### SELECTED TEXT
--- Start ---
Many did not survive. Some resorted to drinking seawater--a sure death. Some were carried off, one by one, by sharks. Others swam toward an imaginary island or dived to reach the hotel that they saw just beneath the surface. “But the men who had gone down,” one survivor observed, “never seemed to come back.” Others fought with each other over the meager supplies of food and water, or the precious space on the life rafts, or some imagined slight. One sailor, as Kurzman delicately puts it, was attacked “by crazed shipmates demanding sexual satisfaction.”

The survivors were finally spotted by a routine reconnaissance flight, and a heroic rescue effort was undertaken. Here was an occasion for new acts of kindness and courage. So monstrous was the disaster, however, that even the rescuers wondered whether these haggard sailors with blackened faces were actually Japanese in disguise: “Where do the Dodgers play?” one officer asked. “ ‘In Brooklyn,’ a voice warbled.”

But McVay, having survived the perils of Japanese torpedoes and the onslaught of the elements, now faced a much more formidable and relentless foe: the U. S. Navy. The sinking of the Indianapolis--and the long, disastrous delay in rescuing its survivors--threatened to tarnish the reputation of the Navy and put it at a disadvantage in the turf wars that the brass were fighting. The sinking was not even announced until after V-J Day, and then McVay was summoned before a court-martial to answer charges that the sinking of the Indianapolis had been the result of his own negligence. The Navy even resorted to bringing the captain of the Japanese submarine to Washington to testify at the court-martial--a scene of exquisite irony that surpasses fiction.
--- End ---
### SUPPLIED RECORDS
--- Start ---
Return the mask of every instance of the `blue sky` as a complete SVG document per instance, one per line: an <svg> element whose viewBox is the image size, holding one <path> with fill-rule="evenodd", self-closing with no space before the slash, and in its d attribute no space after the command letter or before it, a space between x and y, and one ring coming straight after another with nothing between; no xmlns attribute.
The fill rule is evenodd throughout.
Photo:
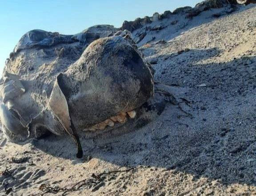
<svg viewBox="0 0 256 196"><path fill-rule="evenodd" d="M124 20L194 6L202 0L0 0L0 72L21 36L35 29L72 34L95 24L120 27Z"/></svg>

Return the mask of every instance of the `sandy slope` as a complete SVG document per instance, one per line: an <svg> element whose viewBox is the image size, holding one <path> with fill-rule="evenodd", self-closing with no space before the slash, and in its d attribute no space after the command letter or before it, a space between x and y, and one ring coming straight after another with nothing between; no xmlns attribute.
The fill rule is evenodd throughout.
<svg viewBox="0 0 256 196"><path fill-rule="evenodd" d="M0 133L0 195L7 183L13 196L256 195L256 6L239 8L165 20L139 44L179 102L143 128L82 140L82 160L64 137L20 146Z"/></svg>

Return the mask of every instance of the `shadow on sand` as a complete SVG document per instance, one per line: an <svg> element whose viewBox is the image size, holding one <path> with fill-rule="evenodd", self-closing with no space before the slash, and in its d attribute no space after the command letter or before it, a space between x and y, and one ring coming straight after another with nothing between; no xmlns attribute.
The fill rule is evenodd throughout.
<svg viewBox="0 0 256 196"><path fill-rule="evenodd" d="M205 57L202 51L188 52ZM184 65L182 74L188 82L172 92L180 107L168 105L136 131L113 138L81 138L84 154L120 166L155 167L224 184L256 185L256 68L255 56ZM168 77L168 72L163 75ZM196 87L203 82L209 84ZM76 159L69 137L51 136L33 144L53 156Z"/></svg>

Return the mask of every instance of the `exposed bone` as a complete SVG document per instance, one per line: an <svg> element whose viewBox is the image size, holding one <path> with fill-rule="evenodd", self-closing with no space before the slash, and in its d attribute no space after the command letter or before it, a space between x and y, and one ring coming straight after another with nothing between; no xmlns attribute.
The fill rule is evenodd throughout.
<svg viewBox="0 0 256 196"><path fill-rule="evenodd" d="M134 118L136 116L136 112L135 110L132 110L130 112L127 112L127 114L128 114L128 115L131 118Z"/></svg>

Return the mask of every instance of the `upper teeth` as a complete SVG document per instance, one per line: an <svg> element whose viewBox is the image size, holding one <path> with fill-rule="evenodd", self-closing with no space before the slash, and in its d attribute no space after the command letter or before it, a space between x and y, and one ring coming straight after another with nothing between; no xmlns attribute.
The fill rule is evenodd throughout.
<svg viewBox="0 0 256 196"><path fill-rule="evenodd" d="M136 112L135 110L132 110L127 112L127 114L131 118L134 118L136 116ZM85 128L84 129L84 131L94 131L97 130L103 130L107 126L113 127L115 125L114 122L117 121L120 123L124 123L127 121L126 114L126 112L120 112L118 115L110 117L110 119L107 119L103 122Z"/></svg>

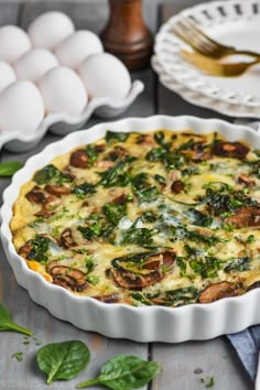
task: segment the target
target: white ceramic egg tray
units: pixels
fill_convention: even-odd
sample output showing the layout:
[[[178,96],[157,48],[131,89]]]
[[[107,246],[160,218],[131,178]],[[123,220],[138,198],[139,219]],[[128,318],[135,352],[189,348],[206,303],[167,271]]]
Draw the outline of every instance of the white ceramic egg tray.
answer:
--- End ---
### REQUIRED TASK
In the passage about the sinking of the Indianapolis, rewrite the words between "But McVay, having" and "that surpasses fiction.", inclusive, swapping "court-martial" for "military tribunal" each time it occurs.

### CORRECT RESPONSE
But McVay, having survived the perils of Japanese torpedoes and the onslaught of the elements, now faced a much more formidable and relentless foe: the U. S. Navy. The sinking of the Indianapolis--and the long, disastrous delay in rescuing its survivors--threatened to tarnish the reputation of the Navy and put it at a disadvantage in the turf wars that the brass were fighting. The sinking was not even announced until after V-J Day, and then McVay was summoned before a military tribunal to answer charges that the sinking of the Indianapolis had been the result of his own negligence. The Navy even resorted to bringing the captain of the Japanese submarine to Washington to testify at the military tribunal--a scene of exquisite irony that surpasses fiction.